### SELECTED EXTRACT

CSE 312

Lecture 1 - March 27

  • We will cover probability, combinatorics, and some applications
  • Counting is helpful because:
    • It helps with algo analysis
    • It is a building block for probability
  • A set’s cardinality (size) is the number of distinct elements in it
  • Sum Rule: if we want to choose an element between two sets with no overlapping elements, we have the sum of the cardinalities number of options
  • Product Rule: when we have a sequential process of choosing elements, the number of possibilities is the sum of the number of options at each step
    • This is equal to the size of the Cartesian Product of the sets
    • Note that is works independent of which are the elements being chosen from, as long as the number of options is always the same at a step
  • What is the size of the power set of $S$?
    • $2^{\mid S \mid}$
    • Like the product rule, as each element can be in or out of a subset

Lecture 2 - March 29

  • When parsing HW problems, look out for “sequence” and “distinct”
  • Remember $0! = 1$
  • K Permutation:
    • The number of $k$ element sequences of distinct symbols from a universe of $n$ symbols is: $P(n, k) = n (n - 1) \dots (n - k + 1) = \frac{n!}{(n - k)!}$
    • Said as “P n K”, “n permute k”, or “n pick k”
  • Permutation vs subsets: does order matter?
  • K Combination:
    • The number of $k$ element subsets from a set of $n$ symbols is: $C(n, k) = \frac{P(n, k)}{k!} = \frac{n!}{k!(n - k)!}$
    • Said as “n choose k” typically
    • Also written as: $\binom{n}{k}$
    • We can think of this as finding the number where ordering matters, then dividing by the number of possible orders for each subset
  • We can go back and forth from combinations to permutations by dividing and multiplying by the number of possible orders within a subset (typically $\mid S \mid$)
  • Path counting is really just combinations
  • Overcounting is cool! (We just have to correct for it)
    • e.g. anagrams of “SEATTLE”, we find all permutations, then divide by the product of the factorials of the number of each element
      • divide by $2! \cdot 2!$
  • Complementary Counting:
    • We count all the complements of a set (everything that wouldn’t be valid), then subtract that from the cardinality of the universe!

######
### DATA LISTING

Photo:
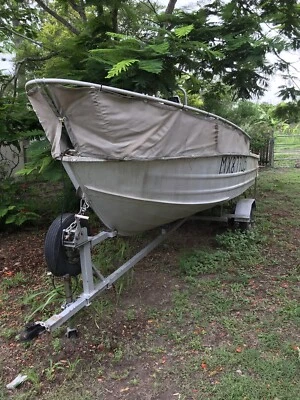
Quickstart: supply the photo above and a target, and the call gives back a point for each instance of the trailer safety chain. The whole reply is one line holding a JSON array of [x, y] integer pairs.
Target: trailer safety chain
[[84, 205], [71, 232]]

######
### DATA LISTING

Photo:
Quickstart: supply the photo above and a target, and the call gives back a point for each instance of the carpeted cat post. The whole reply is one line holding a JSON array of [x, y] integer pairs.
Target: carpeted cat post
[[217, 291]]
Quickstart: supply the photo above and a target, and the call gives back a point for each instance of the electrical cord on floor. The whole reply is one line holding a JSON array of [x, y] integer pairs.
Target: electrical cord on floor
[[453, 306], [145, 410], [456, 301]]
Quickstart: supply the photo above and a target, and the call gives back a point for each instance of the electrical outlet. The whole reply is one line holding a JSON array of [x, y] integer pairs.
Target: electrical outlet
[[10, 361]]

######

YOUR OBJECTIVE: Repeat the lecture notes on counting word for word, from "Lecture 1 - March" up to and including "set of $S$?". The listing comes from a separate source.

EXERCISE RESULT:
Lecture 1 - March 27

  • We will cover probability, combinatorics, and some applications
  • Counting is helpful because:
    • It helps with algo analysis
    • It is a building block for probability
  • A set’s cardinality (size) is the number of distinct elements in it
  • Sum Rule: if we want to choose an element between two sets with no overlapping elements, we have the sum of the cardinalities number of options
  • Product Rule: when we have a sequential process of choosing elements, the number of possibilities is the sum of the number of options at each step
    • This is equal to the size of the Cartesian Product of the sets
    • Note that is works independent of which are the elements being chosen from, as long as the number of options is always the same at a step
  • What is the size of the power set of $S$?